===== SOURCE DATA =====

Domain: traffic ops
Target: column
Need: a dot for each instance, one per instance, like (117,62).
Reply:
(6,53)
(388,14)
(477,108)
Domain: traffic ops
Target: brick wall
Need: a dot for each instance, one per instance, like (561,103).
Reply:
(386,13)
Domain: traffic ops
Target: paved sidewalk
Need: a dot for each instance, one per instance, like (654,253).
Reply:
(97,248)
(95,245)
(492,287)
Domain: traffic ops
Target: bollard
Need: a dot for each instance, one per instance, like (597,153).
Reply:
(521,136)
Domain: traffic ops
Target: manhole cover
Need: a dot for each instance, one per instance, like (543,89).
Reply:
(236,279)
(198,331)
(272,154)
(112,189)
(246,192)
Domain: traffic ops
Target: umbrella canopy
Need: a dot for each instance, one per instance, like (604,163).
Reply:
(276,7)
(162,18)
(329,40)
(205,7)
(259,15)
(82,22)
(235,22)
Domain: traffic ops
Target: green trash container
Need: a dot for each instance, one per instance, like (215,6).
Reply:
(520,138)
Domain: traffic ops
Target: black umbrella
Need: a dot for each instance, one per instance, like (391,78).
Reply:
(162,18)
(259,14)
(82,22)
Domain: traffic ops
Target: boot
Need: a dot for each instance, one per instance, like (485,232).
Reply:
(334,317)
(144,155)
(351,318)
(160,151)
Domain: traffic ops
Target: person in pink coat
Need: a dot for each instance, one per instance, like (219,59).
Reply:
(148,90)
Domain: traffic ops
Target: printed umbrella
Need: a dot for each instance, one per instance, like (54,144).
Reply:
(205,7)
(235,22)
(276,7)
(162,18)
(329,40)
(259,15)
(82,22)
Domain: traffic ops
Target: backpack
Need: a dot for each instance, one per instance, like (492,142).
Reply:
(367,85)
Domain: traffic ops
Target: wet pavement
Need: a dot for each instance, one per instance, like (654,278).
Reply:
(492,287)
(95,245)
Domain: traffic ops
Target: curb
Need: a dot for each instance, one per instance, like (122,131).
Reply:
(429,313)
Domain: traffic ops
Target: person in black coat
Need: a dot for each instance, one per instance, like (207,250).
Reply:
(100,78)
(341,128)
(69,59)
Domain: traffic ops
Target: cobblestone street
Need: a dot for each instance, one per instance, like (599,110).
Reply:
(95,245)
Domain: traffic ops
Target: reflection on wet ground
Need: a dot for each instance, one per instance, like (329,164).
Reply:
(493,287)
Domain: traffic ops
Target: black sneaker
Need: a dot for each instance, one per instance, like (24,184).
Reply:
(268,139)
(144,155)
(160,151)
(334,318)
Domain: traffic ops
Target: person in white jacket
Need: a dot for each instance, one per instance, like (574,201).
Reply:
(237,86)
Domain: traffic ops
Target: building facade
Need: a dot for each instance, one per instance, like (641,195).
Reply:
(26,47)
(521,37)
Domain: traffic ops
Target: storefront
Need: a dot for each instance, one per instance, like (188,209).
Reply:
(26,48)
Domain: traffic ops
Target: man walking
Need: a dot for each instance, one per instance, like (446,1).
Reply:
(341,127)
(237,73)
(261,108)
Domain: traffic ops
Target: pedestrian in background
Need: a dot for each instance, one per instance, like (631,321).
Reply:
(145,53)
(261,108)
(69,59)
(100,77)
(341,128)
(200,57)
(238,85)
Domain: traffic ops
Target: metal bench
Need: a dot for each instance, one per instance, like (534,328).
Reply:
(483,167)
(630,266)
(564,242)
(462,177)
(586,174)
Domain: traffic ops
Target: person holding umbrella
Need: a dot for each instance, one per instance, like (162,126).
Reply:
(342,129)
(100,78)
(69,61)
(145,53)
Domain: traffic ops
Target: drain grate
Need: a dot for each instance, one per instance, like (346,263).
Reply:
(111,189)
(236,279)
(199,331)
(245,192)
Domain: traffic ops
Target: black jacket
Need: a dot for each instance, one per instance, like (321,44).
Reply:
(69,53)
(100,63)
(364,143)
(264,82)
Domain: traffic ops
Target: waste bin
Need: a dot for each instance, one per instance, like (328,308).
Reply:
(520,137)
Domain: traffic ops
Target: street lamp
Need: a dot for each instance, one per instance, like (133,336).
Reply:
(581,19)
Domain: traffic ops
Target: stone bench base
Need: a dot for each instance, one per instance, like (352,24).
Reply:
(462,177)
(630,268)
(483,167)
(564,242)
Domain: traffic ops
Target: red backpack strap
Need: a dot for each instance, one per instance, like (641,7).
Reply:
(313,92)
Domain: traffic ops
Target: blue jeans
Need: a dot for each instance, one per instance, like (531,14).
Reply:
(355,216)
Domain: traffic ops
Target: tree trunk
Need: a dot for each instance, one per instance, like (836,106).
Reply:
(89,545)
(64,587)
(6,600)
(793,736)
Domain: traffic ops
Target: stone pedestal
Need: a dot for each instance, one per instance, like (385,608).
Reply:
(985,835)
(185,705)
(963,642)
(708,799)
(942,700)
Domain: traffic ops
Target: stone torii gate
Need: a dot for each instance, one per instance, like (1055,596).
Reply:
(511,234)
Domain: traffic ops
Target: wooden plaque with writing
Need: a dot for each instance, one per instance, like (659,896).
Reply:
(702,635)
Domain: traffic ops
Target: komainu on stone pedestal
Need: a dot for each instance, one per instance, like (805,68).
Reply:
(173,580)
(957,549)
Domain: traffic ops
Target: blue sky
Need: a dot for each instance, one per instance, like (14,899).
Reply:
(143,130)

=====

▸ TASK DESCRIPTION
Pull out every line of the records above that contains the word "person".

▸ OUTPUT FOR THIS TASK
Target: person in pink coat
Target: person in black coat
Target: person in white jacket
Target: person holding umbrella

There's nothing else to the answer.